#### DATA SHOWN

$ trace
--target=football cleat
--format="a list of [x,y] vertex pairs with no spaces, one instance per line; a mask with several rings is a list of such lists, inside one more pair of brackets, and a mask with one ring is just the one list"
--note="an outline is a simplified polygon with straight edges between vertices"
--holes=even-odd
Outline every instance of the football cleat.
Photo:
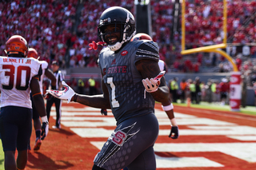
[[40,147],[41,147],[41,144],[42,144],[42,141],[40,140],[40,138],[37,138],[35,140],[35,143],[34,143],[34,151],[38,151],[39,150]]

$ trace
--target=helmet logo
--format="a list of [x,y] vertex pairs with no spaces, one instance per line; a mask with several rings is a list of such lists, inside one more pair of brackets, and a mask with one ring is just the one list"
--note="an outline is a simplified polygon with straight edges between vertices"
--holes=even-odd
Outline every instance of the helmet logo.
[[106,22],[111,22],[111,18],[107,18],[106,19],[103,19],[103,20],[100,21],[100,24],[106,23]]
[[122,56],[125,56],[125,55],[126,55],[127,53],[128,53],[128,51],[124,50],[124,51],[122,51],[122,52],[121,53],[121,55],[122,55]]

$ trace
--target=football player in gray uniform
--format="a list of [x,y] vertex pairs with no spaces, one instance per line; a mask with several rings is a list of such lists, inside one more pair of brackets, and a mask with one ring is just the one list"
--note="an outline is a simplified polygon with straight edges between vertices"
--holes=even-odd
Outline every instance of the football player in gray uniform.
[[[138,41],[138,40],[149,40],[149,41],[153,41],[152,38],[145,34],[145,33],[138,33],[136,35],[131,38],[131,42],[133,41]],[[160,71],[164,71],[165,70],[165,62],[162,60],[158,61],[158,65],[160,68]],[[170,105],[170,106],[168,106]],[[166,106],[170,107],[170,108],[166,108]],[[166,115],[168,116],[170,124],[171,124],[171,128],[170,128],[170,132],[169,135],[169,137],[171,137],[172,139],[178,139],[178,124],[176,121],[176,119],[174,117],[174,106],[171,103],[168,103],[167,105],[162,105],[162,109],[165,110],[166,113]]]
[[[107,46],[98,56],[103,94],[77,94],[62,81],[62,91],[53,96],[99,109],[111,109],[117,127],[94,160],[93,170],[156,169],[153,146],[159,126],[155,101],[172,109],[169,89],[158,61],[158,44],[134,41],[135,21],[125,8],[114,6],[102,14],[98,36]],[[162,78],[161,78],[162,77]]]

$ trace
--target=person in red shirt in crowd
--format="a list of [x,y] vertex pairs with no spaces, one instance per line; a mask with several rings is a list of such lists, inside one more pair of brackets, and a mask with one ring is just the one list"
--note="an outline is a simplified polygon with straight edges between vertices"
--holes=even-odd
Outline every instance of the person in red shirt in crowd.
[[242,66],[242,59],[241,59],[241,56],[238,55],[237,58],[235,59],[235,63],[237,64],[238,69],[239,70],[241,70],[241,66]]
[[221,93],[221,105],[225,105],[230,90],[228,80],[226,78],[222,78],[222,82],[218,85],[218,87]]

########
#### DATA SHOWN

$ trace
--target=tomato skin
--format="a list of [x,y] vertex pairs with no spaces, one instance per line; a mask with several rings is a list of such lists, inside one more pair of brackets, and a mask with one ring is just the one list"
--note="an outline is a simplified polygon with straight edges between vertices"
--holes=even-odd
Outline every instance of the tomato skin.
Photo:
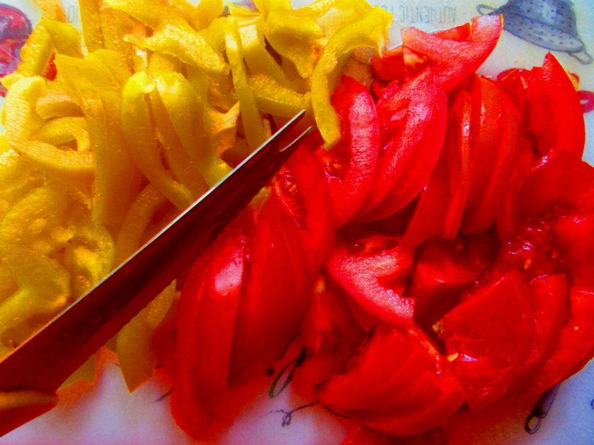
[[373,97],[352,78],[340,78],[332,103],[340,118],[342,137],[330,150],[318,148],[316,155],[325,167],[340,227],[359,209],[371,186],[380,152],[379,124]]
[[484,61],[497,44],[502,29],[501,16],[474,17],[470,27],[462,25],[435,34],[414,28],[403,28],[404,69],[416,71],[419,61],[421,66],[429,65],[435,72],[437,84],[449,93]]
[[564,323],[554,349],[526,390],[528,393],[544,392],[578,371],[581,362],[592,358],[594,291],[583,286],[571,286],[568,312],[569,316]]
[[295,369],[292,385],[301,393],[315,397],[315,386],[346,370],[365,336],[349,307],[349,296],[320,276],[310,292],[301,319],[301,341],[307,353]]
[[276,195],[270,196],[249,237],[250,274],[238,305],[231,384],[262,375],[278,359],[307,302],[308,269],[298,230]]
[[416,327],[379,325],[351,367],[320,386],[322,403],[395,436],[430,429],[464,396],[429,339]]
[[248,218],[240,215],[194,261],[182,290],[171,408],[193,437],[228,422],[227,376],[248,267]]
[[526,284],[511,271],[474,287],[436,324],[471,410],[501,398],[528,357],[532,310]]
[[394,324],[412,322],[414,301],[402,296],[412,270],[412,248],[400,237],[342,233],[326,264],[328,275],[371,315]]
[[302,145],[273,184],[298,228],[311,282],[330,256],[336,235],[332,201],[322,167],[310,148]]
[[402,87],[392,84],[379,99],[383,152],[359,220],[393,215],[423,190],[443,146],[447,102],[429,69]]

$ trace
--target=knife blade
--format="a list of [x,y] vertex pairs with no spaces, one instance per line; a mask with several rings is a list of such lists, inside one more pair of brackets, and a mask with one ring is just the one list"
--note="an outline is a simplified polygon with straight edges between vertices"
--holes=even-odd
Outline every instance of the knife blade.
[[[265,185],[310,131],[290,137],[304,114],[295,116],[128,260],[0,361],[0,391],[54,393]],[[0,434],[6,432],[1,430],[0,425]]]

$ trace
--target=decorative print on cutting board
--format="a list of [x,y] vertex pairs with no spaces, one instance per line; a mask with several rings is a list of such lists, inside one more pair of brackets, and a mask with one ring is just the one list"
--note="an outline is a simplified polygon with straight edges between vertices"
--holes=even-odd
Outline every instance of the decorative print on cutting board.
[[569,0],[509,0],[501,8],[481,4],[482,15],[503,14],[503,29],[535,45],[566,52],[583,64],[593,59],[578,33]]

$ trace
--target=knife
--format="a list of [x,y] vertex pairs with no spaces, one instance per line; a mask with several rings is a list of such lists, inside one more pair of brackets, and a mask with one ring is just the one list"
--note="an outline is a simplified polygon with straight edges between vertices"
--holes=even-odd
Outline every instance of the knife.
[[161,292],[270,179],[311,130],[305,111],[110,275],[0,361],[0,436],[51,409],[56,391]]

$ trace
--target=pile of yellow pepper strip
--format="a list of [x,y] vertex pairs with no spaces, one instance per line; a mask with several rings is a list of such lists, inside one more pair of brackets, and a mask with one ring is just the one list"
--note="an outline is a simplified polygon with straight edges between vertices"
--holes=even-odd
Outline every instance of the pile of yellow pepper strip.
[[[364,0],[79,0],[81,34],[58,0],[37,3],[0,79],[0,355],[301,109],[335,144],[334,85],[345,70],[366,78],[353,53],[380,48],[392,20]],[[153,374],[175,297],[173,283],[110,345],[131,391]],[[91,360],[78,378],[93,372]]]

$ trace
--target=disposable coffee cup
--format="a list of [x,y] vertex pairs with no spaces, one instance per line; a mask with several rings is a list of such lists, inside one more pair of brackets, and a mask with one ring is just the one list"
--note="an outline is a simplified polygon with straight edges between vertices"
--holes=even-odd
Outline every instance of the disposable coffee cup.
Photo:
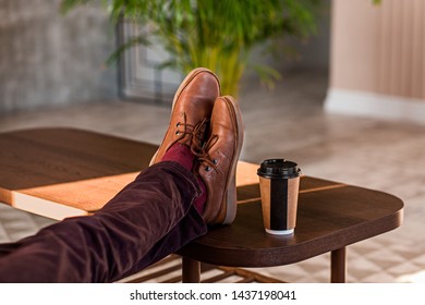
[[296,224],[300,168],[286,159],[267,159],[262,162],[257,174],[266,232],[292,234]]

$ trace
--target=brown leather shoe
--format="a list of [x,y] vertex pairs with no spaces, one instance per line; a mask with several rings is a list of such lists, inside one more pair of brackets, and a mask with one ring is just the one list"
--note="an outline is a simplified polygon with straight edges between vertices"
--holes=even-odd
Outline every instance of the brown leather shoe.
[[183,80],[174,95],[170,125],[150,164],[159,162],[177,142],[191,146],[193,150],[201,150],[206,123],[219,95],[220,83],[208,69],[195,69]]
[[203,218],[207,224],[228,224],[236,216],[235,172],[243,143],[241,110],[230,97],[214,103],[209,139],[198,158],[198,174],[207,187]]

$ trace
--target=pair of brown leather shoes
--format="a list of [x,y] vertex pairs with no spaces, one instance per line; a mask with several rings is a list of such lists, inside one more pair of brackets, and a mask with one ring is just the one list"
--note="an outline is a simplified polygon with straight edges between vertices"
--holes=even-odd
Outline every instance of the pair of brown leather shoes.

########
#### DATA SHOWN

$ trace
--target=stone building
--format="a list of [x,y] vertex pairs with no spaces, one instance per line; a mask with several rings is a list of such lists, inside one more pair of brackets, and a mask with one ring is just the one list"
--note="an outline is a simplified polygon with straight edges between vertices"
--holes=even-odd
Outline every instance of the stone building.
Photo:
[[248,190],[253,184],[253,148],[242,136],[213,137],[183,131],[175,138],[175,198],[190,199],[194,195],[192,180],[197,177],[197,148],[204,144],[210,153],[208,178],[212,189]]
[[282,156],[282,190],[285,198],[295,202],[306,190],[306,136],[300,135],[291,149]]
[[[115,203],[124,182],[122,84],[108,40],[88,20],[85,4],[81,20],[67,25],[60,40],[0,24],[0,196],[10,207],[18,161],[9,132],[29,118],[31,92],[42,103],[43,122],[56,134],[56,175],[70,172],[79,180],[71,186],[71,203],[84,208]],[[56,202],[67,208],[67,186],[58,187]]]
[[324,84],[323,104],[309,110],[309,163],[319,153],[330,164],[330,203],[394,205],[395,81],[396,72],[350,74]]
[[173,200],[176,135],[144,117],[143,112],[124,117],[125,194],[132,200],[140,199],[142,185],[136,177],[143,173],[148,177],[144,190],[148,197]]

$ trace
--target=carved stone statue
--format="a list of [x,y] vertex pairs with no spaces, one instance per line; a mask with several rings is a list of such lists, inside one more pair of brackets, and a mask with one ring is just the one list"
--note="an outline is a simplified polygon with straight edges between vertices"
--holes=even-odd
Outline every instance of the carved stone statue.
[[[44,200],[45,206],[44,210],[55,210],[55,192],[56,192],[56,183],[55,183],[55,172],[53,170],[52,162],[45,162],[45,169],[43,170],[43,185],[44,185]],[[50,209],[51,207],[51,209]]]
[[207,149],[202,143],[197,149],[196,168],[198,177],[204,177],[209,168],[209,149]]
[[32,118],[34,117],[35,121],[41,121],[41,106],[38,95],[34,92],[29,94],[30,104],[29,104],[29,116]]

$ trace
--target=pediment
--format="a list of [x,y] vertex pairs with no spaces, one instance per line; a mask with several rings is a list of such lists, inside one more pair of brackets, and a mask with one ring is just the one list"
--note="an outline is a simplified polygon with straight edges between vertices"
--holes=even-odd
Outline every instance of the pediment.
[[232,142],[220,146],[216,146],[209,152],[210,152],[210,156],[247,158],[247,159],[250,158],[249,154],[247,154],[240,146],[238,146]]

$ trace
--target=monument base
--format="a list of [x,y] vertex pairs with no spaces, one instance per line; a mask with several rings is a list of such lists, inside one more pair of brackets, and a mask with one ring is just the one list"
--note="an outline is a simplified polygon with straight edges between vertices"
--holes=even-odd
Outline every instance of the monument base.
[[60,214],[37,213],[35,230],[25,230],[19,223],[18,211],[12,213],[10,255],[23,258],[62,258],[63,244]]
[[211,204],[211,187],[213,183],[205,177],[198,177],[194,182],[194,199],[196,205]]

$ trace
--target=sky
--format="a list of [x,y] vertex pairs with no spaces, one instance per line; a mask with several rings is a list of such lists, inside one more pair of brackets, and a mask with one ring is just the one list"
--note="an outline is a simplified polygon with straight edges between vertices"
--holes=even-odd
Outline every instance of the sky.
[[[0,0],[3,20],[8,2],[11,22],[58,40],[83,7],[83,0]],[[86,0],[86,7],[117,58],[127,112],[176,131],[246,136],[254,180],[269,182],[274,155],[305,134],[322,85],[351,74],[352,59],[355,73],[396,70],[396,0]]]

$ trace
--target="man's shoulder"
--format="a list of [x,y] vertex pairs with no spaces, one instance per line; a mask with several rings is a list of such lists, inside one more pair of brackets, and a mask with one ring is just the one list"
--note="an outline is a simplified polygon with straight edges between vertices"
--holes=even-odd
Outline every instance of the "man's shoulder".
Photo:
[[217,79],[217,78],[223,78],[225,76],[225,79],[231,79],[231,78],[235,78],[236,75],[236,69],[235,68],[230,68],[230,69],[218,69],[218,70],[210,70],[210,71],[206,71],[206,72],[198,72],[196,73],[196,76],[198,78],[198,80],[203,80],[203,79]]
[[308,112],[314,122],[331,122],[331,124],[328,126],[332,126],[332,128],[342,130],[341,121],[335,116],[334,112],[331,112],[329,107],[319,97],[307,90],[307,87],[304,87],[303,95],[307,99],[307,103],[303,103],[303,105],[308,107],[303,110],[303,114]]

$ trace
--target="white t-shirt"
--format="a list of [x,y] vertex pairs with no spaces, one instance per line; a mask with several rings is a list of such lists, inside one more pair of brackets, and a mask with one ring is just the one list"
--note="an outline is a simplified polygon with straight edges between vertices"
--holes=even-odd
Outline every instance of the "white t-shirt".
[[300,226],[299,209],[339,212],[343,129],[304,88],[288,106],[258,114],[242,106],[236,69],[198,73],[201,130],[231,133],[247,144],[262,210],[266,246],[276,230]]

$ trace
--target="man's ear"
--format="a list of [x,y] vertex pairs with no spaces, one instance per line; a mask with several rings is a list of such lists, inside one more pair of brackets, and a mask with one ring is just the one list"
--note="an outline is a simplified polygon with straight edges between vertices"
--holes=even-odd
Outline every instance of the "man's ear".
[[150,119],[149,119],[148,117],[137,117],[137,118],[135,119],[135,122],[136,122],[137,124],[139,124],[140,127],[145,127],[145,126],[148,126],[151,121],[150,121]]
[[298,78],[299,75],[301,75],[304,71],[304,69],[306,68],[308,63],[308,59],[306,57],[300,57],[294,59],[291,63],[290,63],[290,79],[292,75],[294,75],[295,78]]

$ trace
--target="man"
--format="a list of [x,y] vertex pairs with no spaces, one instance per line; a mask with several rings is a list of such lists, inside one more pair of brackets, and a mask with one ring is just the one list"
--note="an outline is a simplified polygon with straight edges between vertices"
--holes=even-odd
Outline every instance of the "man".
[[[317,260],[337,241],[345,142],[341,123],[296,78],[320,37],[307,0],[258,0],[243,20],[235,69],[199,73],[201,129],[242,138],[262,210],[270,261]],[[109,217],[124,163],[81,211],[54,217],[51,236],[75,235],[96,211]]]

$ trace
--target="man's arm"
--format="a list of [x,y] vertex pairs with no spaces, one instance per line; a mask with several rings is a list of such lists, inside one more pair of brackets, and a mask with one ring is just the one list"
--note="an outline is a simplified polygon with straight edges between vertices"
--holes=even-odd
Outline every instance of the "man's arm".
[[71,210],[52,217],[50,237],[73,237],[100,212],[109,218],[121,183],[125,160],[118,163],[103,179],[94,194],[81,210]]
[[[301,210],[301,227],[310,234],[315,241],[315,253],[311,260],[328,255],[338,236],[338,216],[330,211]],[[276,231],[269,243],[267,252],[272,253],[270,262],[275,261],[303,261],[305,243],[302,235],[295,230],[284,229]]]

########

WORK TO COMPLETE => How many lines of the listing above contain the string "logo"? Case counts; reply with the number alone.

ANSWER => 2